# [Written request]
Copy the data from the line that contains "Each instance of the truck wheel" to its last line, exactly, including both of those lines and leaving out everything before.

Rows from a dataset
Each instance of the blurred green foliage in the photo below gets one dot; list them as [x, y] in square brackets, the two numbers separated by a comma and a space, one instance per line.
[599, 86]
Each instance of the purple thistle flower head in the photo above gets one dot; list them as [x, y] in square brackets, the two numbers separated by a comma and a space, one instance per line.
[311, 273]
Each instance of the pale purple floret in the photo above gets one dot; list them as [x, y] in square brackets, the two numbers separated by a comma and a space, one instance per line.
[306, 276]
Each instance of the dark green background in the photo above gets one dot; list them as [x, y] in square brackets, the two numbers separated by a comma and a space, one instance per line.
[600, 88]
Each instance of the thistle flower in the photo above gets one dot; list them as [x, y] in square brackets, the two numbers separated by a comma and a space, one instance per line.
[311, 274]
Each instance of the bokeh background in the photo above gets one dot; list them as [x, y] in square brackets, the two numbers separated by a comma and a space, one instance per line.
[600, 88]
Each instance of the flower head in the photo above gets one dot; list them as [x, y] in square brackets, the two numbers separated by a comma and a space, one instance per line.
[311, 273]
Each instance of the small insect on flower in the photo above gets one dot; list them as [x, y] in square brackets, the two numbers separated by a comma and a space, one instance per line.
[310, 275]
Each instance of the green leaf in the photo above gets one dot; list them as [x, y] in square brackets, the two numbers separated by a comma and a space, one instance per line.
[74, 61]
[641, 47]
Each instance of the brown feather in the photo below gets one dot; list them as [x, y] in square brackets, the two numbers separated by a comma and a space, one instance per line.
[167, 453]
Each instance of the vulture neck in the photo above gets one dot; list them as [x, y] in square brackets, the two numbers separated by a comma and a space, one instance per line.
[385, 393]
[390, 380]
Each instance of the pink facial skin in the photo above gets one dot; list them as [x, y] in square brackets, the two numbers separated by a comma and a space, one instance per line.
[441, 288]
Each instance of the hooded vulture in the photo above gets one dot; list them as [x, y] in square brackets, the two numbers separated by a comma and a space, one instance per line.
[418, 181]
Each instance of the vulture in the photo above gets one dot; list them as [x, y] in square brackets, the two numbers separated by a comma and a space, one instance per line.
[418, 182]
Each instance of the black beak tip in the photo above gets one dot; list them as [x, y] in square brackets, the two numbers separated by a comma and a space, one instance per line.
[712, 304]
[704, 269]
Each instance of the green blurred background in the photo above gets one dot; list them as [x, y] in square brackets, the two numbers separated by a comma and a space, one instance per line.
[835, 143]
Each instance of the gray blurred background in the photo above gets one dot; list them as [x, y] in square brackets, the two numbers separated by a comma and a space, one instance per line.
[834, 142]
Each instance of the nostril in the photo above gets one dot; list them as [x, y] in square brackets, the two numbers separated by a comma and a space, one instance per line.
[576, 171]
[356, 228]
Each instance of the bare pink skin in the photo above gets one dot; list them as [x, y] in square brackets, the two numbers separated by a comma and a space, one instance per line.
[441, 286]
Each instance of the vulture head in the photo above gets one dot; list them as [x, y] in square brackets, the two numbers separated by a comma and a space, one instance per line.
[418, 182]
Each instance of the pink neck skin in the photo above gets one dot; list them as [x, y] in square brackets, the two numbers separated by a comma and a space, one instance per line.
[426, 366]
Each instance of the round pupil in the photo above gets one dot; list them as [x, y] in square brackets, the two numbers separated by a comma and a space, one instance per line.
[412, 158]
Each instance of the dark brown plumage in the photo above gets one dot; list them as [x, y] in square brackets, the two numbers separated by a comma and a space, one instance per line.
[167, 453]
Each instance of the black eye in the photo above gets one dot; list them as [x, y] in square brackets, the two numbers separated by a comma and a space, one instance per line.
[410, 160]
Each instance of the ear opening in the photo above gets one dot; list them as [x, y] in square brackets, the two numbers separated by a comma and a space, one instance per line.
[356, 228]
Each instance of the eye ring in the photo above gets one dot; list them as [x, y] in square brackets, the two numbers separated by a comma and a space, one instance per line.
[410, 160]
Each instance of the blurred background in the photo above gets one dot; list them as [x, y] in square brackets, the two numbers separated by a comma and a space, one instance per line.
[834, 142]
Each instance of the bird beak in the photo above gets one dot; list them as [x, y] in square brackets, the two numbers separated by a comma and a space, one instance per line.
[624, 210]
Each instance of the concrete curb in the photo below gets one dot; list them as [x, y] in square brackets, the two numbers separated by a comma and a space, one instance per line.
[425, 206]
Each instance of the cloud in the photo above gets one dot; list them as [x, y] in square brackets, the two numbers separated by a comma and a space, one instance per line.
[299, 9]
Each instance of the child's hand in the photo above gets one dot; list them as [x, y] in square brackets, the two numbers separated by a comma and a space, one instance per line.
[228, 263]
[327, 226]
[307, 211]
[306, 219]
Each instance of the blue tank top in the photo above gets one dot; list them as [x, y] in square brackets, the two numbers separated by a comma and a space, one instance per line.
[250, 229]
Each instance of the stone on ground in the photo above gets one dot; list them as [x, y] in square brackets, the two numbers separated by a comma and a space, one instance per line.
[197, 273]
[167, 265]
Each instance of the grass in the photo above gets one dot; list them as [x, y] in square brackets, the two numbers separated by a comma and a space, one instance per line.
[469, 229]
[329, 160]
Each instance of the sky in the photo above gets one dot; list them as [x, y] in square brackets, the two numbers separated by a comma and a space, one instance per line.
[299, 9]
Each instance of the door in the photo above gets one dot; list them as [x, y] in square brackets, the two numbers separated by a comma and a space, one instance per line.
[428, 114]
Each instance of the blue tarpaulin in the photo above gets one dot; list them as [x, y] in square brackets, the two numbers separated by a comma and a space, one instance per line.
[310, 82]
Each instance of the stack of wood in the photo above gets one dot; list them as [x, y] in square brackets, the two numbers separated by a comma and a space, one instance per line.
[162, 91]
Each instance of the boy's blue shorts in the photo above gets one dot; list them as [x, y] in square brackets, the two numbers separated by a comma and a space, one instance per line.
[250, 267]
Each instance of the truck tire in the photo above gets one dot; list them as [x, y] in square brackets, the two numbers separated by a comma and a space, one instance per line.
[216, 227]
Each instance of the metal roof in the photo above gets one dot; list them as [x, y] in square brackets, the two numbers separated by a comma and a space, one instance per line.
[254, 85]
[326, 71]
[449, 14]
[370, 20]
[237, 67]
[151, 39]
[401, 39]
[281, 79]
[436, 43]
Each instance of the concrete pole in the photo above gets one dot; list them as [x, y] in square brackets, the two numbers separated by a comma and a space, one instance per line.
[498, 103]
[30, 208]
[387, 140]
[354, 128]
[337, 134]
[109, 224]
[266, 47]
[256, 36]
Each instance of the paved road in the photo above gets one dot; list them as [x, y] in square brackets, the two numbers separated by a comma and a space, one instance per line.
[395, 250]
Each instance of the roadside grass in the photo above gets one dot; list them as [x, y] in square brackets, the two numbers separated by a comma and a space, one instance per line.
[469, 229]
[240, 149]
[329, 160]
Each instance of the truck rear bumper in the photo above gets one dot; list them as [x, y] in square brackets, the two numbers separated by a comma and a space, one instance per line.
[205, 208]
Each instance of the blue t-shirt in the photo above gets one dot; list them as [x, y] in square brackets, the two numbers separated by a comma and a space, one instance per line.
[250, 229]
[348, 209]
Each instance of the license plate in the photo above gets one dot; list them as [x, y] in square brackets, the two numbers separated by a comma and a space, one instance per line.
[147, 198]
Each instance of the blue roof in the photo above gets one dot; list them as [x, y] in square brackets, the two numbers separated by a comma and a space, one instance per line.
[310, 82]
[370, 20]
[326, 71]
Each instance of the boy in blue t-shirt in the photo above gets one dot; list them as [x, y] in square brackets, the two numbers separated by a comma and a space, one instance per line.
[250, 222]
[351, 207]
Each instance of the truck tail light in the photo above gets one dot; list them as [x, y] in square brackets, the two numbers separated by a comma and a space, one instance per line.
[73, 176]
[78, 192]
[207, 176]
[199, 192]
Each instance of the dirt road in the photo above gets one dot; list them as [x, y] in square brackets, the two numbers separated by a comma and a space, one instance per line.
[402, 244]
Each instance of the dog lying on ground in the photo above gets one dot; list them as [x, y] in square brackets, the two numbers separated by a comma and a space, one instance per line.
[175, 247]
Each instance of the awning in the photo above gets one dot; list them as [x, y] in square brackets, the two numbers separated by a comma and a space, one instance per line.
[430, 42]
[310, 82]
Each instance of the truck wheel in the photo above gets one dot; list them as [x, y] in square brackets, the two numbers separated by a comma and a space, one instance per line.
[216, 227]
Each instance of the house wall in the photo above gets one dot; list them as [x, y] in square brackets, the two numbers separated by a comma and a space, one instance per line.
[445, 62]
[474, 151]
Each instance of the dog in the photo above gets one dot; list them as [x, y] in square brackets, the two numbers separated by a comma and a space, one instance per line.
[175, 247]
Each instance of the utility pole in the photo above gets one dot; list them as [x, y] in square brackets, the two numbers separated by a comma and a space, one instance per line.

# [Result of the task]
Each instance of the truck wheel in the photo above gets one dot; list them as [x, y] in square brackets, the two numbers separated by a comma and a space, one instance per line.
[216, 227]
Each instance of the house wall in the photo above gets one dot; list them as [x, y] in square brackets, the two numbers separated by a comma and a space, one instance per line.
[445, 62]
[474, 151]
Each instance of the dog in the photo above gets one dot; list them as [x, y] in square brackets, the two numbers separated by a comma and a space, one instance per line.
[175, 247]
Each instance of the utility pole in the photo above gets one dot; list them as [x, y] in square brackets, the two numbers separated by a comma and a space, one instance per line.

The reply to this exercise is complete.